Your objective:
Repeat only the stretch of lines below that runs from the line with "# Target: white daisy flower" through the line with "# Target: glass jar with lid", unaltered.

─── Data excerpts ───

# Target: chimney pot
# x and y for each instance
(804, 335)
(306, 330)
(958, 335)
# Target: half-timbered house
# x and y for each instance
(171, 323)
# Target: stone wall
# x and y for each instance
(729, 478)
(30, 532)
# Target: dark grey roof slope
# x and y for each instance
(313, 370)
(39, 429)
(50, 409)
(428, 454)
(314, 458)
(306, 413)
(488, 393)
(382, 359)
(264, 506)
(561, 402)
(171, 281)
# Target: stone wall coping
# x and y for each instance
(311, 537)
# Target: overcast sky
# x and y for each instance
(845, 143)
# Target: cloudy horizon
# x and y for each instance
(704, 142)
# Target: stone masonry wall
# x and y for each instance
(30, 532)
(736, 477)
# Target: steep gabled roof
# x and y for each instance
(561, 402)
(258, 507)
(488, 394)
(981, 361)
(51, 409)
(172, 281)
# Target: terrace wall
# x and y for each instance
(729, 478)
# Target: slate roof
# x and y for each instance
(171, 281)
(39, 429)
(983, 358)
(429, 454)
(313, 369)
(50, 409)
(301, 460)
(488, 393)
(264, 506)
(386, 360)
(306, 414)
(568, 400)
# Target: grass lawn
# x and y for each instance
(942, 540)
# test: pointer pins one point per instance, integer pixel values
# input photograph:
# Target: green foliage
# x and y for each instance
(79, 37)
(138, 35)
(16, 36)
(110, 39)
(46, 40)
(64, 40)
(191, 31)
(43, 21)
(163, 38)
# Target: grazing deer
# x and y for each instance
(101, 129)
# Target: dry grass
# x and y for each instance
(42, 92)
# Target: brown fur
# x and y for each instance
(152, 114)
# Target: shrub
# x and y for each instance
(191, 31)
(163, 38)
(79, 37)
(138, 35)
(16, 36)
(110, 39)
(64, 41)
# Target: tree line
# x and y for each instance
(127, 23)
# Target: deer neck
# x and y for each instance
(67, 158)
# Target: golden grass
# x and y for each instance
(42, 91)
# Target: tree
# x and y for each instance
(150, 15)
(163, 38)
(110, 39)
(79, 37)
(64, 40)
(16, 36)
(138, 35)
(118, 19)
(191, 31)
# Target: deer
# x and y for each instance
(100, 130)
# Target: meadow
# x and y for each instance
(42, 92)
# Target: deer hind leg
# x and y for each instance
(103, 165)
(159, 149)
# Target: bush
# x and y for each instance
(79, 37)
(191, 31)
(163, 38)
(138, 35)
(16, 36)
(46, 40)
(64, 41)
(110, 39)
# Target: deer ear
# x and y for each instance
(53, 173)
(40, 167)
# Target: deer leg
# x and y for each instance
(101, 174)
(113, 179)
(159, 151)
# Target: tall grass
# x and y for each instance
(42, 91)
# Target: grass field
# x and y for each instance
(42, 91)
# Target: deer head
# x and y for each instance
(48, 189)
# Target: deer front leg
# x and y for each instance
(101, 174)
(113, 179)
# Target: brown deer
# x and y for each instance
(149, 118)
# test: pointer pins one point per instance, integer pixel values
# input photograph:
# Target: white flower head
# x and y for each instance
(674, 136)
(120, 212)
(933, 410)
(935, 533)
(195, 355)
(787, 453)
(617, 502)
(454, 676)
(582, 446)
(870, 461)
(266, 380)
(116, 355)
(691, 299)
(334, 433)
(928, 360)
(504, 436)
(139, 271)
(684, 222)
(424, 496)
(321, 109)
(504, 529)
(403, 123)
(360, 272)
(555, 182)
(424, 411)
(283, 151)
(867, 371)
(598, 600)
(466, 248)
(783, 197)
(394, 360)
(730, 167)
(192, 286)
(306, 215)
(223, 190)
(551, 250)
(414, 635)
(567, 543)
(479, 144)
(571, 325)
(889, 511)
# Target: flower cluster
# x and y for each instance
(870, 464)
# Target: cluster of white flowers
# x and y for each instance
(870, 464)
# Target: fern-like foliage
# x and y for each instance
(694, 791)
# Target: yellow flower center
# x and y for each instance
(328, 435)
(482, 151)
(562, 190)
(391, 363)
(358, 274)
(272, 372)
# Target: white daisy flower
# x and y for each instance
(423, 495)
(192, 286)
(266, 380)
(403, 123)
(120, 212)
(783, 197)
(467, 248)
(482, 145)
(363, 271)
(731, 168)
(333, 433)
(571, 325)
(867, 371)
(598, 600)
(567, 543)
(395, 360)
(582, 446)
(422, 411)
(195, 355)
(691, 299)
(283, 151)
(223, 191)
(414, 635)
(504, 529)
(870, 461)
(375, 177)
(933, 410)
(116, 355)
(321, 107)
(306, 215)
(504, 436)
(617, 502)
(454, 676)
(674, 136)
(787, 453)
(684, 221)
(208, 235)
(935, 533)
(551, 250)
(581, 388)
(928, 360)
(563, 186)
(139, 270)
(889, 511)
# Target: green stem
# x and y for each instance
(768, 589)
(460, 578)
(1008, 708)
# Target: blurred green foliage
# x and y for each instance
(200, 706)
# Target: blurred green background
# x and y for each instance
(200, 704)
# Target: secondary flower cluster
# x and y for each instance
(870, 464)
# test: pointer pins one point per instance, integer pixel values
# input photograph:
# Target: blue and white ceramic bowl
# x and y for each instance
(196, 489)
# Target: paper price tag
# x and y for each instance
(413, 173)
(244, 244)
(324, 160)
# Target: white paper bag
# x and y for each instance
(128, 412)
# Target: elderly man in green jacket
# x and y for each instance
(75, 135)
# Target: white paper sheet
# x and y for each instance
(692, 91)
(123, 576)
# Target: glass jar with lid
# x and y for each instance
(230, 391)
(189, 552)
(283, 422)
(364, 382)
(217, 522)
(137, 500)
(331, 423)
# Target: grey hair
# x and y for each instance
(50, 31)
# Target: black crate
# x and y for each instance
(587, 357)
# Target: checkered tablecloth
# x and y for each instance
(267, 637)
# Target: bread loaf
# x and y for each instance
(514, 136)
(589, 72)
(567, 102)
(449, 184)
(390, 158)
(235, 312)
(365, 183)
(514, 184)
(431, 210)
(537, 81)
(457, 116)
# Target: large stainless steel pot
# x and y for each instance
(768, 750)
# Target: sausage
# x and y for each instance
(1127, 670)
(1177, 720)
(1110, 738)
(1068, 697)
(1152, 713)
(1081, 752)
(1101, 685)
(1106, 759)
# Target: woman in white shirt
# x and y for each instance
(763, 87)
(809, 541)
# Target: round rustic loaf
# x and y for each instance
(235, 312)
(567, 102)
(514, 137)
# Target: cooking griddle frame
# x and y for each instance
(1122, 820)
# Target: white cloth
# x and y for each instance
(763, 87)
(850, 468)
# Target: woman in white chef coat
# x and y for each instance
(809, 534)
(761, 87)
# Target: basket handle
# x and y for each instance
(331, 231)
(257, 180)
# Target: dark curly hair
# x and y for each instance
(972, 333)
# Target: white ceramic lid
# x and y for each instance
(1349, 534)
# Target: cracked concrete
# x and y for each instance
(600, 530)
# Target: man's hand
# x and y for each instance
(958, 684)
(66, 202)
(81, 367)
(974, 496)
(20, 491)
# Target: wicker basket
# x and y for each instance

───

Result of the exercise:
# Target: white daisy flower
# x and y for each instance
(423, 495)
(192, 286)
(266, 380)
(403, 123)
(120, 212)
(783, 197)
(467, 248)
(482, 145)
(363, 271)
(731, 168)
(333, 433)
(571, 325)
(867, 371)
(598, 600)
(567, 543)
(395, 360)
(582, 446)
(422, 411)
(195, 355)
(691, 299)
(283, 151)
(223, 191)
(414, 635)
(504, 529)
(870, 461)
(375, 177)
(933, 410)
(116, 355)
(321, 107)
(306, 215)
(504, 436)
(617, 502)
(454, 676)
(674, 136)
(787, 453)
(684, 221)
(208, 235)
(935, 533)
(551, 250)
(581, 388)
(928, 360)
(563, 186)
(139, 270)
(889, 511)
# Target: green stem
# x and y for each instance
(768, 589)
(460, 578)
(1008, 708)
# Target: blurred green foliage
# x and y for each instance
(200, 706)
# Target: blurred green background
# x and y for each instance
(200, 704)
# Target: secondary flower cluster
# x and y for each instance
(870, 464)
# test: pointer pins one point per instance, integer pixel values
# input photograph:
# Target: blue and white ceramic bowl
# x and y for each instance
(196, 489)
# Target: paper price tag
# x and y for each instance
(413, 173)
(244, 244)
(324, 160)
# Target: white paper bag
# x and y for each instance
(128, 412)
# Target: elderly man in green jacket
# x and y for each instance
(75, 135)
# Target: white paper sheet
# x and y for each instance
(692, 91)
(123, 576)
# Target: glass jar with lid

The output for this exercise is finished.